** DESCRIPTION OF THE TASK **
In the rhodanese abstract, what measurements lead the authors to describe the enzyme as having a dimeric structure? Answer in one to three sentences.

** PROVIDED PASSAGE **
Segment Open

Structural and Kinetic Properties of Liver Rhodanese from Coptodon zillii: Implications for Cyanide Detoxification in Gold Mining-Impacted Aquatic Ecosystems.

Abstract

The global gold extraction industry has been reported to use cyanide-based recovery processes, which pose environmental effects on water resources. The study examined Coptodon zillii liver rhodanese from a gold mining-impacted reservoir with a specific focus on the enzyme's critical function in cyanide detoxification. Rhodanese was purified using successive chromatographic techniques with 5.4 U/mg specific activity and 3.1-fold purification. The molecular weight of the native enzyme was 36 kDa, and the subunits were 17 kDa, indicative of a dimeric structure. Optimal enzymatic activity was recorded at pH 8.0 and 50 °C. The effect of metal ions was significantly varied: the activity was inhibited by BaCl₂, CaCl₂, NaCl, and MgCl₂, and KCl enhanced performance. The kinetic determinations showed Michaelis-Menten kinetics with a Km of 20.0 mM for sodium thiosulfate and 25.0 mM for potassium cyanide. The enzyme's minimal activity was identified toward 2-mercaptoethanol, ammonium persulfate, and ammonium sulfate, but with evidence of preference for thiosulfate utilization under the substrate specificity tests. The major interactions between the enzyme and the substrate were revealed by the molecular docking experiments. These showed Glu159, Gln161, and Arg173 formed important hydrogen bonds with thiosulfate, while Arg156 and Val172 were also involved. Other substrates are bound to Gln121 and Trp139 residues with much lower binding energy than thiosulfate. The findings increase our understanding of biochemical adaptation process knowledge in anthropogenically stressed environments, showing strategies of ecological resilience. The characterized enzymatic features showed potent cyanide detoxification potential, and the possible applications are in bioremediation strategies for mining-impacted aquatic ecosystems.

Segment Closed

** DATA TO EXAMINE **
Segment Open

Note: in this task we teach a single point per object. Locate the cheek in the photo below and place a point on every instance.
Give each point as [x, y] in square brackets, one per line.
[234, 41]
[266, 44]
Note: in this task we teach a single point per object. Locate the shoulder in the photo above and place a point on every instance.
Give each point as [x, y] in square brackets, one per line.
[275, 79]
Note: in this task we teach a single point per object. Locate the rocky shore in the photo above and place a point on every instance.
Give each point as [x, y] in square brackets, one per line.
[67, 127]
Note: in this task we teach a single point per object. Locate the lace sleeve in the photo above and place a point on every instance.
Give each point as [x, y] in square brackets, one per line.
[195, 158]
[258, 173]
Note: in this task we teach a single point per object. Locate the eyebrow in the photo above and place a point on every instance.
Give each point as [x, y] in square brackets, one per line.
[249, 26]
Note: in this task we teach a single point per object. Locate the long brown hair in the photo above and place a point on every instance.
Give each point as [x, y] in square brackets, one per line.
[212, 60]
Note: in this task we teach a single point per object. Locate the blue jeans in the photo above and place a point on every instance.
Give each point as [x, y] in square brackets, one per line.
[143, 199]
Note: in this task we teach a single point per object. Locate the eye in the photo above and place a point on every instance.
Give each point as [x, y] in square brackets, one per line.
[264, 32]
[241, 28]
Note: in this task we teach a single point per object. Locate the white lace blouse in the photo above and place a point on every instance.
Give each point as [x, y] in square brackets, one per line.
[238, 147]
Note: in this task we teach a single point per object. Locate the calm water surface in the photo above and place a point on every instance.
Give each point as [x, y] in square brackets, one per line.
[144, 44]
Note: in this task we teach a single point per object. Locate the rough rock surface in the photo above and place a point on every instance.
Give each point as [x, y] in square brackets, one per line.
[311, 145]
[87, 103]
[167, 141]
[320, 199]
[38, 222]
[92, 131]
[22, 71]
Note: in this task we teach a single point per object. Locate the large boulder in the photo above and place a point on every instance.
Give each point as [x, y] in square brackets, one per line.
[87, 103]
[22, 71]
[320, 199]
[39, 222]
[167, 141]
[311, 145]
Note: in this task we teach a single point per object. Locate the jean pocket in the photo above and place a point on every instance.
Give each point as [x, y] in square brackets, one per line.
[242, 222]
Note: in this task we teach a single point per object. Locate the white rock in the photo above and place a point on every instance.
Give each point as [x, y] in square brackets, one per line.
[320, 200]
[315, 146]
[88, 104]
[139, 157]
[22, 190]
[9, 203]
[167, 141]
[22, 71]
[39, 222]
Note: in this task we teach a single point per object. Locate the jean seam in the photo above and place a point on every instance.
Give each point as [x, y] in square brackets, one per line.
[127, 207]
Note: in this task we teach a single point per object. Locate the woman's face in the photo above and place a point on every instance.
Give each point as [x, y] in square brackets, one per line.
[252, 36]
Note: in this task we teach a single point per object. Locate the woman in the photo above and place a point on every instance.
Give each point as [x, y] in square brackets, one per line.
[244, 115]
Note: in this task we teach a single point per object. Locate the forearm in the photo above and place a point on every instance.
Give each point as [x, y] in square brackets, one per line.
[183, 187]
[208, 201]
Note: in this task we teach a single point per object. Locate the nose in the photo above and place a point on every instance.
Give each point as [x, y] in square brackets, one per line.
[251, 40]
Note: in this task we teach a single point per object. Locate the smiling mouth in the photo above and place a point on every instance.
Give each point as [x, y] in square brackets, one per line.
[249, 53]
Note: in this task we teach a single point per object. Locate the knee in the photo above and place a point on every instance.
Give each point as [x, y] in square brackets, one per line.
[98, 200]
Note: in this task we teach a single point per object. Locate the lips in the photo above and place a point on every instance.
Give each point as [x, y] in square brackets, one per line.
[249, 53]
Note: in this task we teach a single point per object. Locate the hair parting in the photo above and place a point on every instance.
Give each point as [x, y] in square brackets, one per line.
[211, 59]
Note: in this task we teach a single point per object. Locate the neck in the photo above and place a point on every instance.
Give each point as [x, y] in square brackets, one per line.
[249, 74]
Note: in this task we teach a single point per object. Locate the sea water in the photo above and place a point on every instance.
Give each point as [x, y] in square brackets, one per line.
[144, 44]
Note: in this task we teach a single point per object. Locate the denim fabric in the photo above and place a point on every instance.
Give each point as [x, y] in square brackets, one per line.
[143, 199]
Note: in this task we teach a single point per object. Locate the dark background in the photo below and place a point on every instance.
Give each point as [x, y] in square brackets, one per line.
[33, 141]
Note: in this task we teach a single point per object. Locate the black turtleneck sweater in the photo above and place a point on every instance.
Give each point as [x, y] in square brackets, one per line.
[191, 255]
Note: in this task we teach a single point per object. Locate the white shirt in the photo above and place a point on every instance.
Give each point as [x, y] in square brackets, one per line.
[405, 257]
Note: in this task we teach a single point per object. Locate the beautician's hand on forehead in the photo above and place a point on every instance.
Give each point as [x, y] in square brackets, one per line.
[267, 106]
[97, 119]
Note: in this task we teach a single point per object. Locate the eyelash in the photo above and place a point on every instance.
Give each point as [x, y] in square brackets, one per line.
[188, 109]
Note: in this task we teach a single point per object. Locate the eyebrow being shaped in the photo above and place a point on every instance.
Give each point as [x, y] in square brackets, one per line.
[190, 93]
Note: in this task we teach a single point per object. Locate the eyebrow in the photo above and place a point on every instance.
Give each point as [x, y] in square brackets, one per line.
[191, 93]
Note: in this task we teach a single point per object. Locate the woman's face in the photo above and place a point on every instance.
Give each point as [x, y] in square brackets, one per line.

Segment Closed

** TASK RESULT **
The native enzyme had a molecular weight of 36 kDa, and its subunits were 17 kDa. The authors take these two values together as indicating a dimeric structure.